Exercise
Reproduce word for word the lines below, beginning with the line that contains "Kindly provide the mask of every instance of the hazy" and continuing through the final line.

═══ Record list

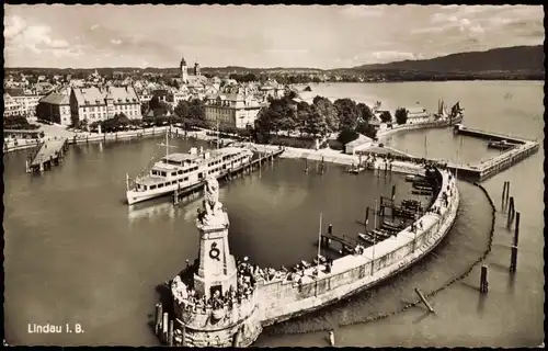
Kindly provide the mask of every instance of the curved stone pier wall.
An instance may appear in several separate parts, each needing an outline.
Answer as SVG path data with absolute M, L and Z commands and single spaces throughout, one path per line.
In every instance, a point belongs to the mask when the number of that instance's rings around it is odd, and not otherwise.
M 406 167 L 420 172 L 420 167 L 413 166 L 408 163 Z M 408 227 L 397 236 L 375 245 L 375 248 L 365 249 L 363 254 L 336 259 L 329 274 L 323 273 L 323 267 L 320 265 L 317 280 L 311 278 L 316 268 L 310 268 L 305 271 L 305 275 L 310 276 L 307 283 L 283 279 L 259 281 L 258 301 L 263 326 L 306 314 L 368 288 L 430 252 L 449 231 L 459 205 L 455 178 L 448 171 L 436 171 L 442 179 L 442 188 L 432 206 L 439 208 L 439 214 L 427 212 L 421 217 L 419 220 L 423 227 L 416 234 Z M 447 202 L 444 201 L 444 193 L 447 194 Z

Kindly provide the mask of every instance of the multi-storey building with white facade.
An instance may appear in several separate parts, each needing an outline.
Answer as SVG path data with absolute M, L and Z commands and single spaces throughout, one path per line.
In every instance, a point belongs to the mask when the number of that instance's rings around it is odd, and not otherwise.
M 38 102 L 36 116 L 53 123 L 69 126 L 70 118 L 70 90 L 65 92 L 52 92 Z
M 43 94 L 23 88 L 8 88 L 5 92 L 21 105 L 21 112 L 25 116 L 34 115 L 38 101 L 44 98 Z
M 73 88 L 70 93 L 72 121 L 93 123 L 124 113 L 130 120 L 141 118 L 140 101 L 133 87 Z
M 3 93 L 3 115 L 16 116 L 24 115 L 23 107 L 9 93 Z
M 262 105 L 243 88 L 219 93 L 207 99 L 205 117 L 210 125 L 244 129 L 253 126 Z

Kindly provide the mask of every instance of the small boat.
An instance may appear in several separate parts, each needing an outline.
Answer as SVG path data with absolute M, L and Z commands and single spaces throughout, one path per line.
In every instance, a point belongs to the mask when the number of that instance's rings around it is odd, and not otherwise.
M 175 190 L 185 190 L 204 182 L 208 176 L 220 178 L 228 170 L 248 165 L 253 152 L 248 148 L 224 147 L 214 150 L 199 150 L 192 147 L 189 154 L 168 154 L 170 147 L 165 132 L 165 156 L 148 170 L 148 174 L 137 177 L 129 185 L 126 176 L 127 204 L 172 194 Z
M 366 170 L 366 168 L 363 166 L 353 166 L 353 167 L 349 168 L 346 171 L 349 173 L 352 173 L 352 174 L 358 174 L 359 172 L 365 171 L 365 170 Z
M 421 202 L 418 200 L 402 200 L 401 201 L 402 205 L 421 205 Z
M 387 228 L 391 228 L 393 230 L 401 230 L 402 228 L 406 227 L 406 224 L 403 223 L 403 220 L 401 220 L 400 223 L 393 223 L 393 222 L 387 222 L 387 220 L 385 220 L 383 223 L 383 226 L 385 226 Z
M 377 237 L 388 239 L 392 235 L 390 233 L 387 233 L 386 230 L 383 229 L 373 229 L 372 233 L 376 235 Z
M 430 186 L 424 186 L 424 185 L 415 185 L 415 184 L 413 184 L 413 189 L 415 189 L 415 190 L 427 190 L 427 191 L 432 191 L 432 188 L 430 188 Z
M 364 240 L 367 244 L 370 244 L 370 245 L 375 244 L 375 241 L 373 240 L 373 238 L 370 236 L 368 236 L 367 234 L 358 233 L 357 237 L 359 239 Z
M 383 230 L 383 231 L 385 231 L 385 233 L 388 233 L 390 235 L 392 235 L 395 233 L 400 233 L 401 231 L 401 228 L 387 226 L 386 224 L 381 225 L 379 229 Z
M 319 256 L 320 264 L 326 263 L 327 259 L 323 256 Z M 318 264 L 318 258 L 313 259 L 313 264 Z

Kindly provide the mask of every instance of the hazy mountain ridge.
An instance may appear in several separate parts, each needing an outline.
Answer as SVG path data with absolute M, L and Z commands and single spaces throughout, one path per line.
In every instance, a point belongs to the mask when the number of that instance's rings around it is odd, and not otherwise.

══════

Worked answer
Kindly provide the mask of every instance of the hazy mountain ridge.
An instance may appear in several separate parts, each needing an outline.
Answer as SVG path data with absolute M, L and Z commands and single spaces throughout, one path per line.
In every instance, a point belongs to the mask when the number of that instance's rings around it is odd, and not otherwise.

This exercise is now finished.